▶ _TEXT_:
— start —

Consensus already exists on what +anything means, based purely on
assumption, so it's time to point out the need to bring the standards
in line with that consensus (since it's common sense, with technical
merit and +xml as precedent).  I'd rather focus on the general problem
of bringing the standards in line with reality, where +suffix is
concerned, rather than address the +json situation which I believe
resulted more from that deficiency than from laziness.  ;-)  Although
laziness is the mother of invention...

"People assume +suffix to be analogous to +xml's usage, but in reality
it is undefined in the standards and mostly discouraged in practice.
The inclusion of a suffix registry standardizing this assumed consensus
could prevent the registry failure evidenced by +json, based on the
unmet community expectation (arising from the success of +xml) that
suffixes categorize media types by common structural language."

Knowing what we now know, it would be shortsighted not to require that
+yaml be defined along the lines of RFC 3023 +xml.  Since there's no
mechanism for such a requirement, approving application/yaml without
+yaml would compound the problems arising from the existing registry
failure.  We can't point to existing YAML-based media types (assuming
we could search for any) and divine unwillingness to do the work of
creating +yaml, if RFC 4288 never told them that suffixes are used to
denote common structural languages shared by myriad media types, or
required the registration of generic-syntax languages to define and
register suffixes.

— end —

▶ _EXERCISE BRIEF_:
Pick up the text on media type suffixes after its final sentence and write what comes next.

[Collected data]
— start —

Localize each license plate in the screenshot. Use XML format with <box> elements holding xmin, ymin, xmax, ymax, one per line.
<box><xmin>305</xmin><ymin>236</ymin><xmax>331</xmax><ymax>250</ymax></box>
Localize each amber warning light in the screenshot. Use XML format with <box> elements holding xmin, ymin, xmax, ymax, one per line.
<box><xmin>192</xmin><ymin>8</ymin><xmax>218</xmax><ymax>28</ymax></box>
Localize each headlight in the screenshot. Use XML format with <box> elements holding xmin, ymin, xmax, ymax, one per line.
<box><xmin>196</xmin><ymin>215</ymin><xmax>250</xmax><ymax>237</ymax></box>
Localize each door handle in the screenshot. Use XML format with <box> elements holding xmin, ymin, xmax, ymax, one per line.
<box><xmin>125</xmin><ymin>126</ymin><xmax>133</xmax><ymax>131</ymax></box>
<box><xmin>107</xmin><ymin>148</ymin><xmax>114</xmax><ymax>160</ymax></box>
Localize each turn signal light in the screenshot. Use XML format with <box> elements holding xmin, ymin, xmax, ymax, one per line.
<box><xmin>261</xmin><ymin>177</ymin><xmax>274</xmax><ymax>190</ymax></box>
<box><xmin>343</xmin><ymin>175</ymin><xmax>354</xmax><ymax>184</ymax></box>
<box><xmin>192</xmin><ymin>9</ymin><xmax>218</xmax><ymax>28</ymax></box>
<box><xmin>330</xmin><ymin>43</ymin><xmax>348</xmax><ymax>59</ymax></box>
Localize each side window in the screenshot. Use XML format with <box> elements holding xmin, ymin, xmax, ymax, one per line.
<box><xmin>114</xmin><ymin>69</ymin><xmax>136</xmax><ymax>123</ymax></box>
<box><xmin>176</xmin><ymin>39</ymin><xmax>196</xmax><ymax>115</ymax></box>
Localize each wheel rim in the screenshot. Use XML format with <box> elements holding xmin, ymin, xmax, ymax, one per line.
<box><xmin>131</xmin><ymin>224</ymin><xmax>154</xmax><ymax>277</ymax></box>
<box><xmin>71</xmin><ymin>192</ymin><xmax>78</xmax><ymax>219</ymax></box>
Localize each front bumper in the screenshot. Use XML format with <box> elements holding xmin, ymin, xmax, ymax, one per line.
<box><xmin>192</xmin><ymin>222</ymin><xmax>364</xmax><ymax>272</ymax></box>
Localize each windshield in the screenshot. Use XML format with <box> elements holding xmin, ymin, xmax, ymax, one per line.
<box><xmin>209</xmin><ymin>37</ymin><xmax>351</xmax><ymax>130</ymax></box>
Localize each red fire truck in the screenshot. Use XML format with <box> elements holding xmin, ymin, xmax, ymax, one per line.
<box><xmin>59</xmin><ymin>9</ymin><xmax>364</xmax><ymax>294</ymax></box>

— end —

▶ _EXERCISE RESULT_:
Nor can we fault Douglas Crockford for not including +json in RFC 4627,
but we can determine what recommendations he should have been following
(not that we can fault the authors of RFC 4288 for not having foresight
about the current state of affairs, either) which would have led to the
desired outcome where the developer community is concerned (meaning a
number of +json types in the registry growing at a rate that increases
as the rate of +xml registrations decreases, reflective of the times),
allowing those recommendations to be followed by both YAML and JSON
separately from this effort but consistently with RFC 3023 -- by design
instead of assumption.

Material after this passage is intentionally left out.